**Given text:**
━━━━━━━━━━━━━━━━━━━━

THISDAY gathered that while many foreign investors remained on the sidelines, waiting for the policy direction of President Muhammadu Buhari in his second term, local investors remained incapacitated by weak purchasing power to invest among others.
The stock market had suffered high volatility in the months of January, February, March and April due to elections concerns and poor first quarter results by some companies.
But the market rebounded and closed the month of May, the month of the inauguration of the president, with gain, as concerns over the elections subsided. THISDAY, however, gathered that the bears have returned since the beginning of June, as investors await a new cabinet.
Consequently, the Nigerian equities market, it was learnt, has lost N565 billion within the month of June.
Specifically, the market capitalisation has declined from N13.684 trillion at the beginning of the month to N13.119 trillion on Wednesday, while the Nigerian Stock Exchange (NSE) All-Share Index fell by four per cent to 29,772.72
Having suffered a decline of 17.8 per cent in 2018 to negative investor sentiment ahead of the general election and capital flow reversals, the market has remained bearish in the absence of market triggers for most of the first quarter.
The market also recorded significant volatility before the general election with expectations that some stability would return post elections.

━━━━━━━━━━━━━━━━━━━━

**Required work:**
1 > According to the passage on the Nigerian stock market, how much did the Nigerian equities market lose in June?
2 > Carry the Nigerian stock market report forward from its last sentence.
None of the items are needed here.

(Records)

━━━━━━━━━━━━━━━━━━━━

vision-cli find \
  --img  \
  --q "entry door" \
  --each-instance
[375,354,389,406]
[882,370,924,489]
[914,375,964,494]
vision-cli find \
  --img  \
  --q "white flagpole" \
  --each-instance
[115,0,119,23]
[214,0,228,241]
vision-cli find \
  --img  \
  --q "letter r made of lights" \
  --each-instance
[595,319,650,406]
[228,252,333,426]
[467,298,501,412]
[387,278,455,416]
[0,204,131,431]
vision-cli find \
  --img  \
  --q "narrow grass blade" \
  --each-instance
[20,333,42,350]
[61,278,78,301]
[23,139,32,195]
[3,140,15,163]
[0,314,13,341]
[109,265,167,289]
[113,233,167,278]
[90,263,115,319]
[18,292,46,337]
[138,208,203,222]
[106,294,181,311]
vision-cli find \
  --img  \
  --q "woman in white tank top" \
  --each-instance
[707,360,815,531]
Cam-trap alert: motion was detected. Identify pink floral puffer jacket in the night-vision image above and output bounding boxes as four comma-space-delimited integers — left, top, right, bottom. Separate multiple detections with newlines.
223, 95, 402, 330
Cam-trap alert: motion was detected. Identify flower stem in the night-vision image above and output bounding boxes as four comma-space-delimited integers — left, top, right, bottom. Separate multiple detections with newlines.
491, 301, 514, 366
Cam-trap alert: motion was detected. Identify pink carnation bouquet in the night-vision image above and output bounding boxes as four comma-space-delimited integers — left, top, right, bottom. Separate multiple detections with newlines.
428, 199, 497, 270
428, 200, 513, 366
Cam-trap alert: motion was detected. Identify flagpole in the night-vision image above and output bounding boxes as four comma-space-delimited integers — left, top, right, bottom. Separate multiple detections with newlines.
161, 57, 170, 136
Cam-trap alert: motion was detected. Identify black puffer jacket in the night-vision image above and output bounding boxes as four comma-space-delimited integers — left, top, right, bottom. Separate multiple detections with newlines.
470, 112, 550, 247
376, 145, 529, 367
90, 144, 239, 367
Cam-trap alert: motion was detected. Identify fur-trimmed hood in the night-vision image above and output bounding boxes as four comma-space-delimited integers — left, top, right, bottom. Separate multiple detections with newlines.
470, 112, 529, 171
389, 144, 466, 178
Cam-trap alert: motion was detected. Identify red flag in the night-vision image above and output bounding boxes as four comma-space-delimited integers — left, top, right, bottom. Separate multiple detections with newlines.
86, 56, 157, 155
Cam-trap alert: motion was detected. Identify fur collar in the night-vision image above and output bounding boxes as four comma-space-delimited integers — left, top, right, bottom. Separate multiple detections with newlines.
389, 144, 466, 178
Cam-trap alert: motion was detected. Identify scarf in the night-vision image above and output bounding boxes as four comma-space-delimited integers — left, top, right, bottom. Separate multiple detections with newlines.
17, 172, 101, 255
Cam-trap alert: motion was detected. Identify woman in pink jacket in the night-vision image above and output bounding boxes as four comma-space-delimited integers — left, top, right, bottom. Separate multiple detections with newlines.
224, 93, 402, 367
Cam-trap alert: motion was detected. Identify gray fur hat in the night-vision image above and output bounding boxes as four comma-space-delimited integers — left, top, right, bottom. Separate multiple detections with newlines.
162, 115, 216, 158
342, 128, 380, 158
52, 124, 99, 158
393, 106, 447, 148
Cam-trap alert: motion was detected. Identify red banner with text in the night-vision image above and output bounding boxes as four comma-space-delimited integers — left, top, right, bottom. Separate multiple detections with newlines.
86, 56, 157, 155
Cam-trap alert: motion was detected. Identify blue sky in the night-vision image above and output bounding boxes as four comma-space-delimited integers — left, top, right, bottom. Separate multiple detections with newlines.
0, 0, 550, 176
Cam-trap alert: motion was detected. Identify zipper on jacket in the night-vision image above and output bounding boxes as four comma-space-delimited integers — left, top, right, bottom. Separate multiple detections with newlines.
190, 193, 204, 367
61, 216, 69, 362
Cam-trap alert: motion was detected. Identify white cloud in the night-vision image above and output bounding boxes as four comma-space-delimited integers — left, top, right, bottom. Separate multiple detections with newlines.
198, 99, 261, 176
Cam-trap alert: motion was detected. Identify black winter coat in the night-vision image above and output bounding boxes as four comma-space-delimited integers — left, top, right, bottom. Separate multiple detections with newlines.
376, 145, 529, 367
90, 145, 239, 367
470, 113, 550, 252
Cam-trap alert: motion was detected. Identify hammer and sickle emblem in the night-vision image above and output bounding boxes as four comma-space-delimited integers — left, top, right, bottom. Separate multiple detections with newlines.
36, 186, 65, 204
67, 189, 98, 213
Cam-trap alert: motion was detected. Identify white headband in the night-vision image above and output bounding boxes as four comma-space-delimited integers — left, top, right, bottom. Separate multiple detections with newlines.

━━━━━━━━━━━━━━━━━━━━

**Answers by task:**
1 > N565 billion.

2 >
THISDAY’s investigation, however, revealed that the bears have remained in control, driving most stocks to record lows.
Some operators said that although the market would recover from second half of the year, they blamed the current weak demand partly on the delay in the constitution of federal government cabinet, and the absence of foreign investors due to the high security risk in the country.
According to a broker, the underperformance of the market reflected the concerns of investors about the short to medium term outlook for the economy.
The broker explained that many investors find it difficult to come into the market now because they are yet to see people that will drive the economy in the next four years under President Buhari.
“Besides, investors are weighing the impact the security risk and poor infrastructure will have on the performance of companies for the half year ending June 30, 2018. Until we see major triggers such as the appointment of competent hands to run the economy, and improvement in the infrastructure, the market will remain bearish for a long time,” the broker said.
The Group Chief Executive Officer, Emerging Africa Capital Group, Mrs. Oluwatoyin Sanni said investors generally just wanted stability and peace, noting that the parameters remain positive for Nigeria from a long-term perspective.
She explained that Nigeria remains attractive because of its size, and demographics because of the continued activities of small, medium enterprises, which are the drivers of this economy.
Another factor, she explained is how the country embraced the digital economy as a people.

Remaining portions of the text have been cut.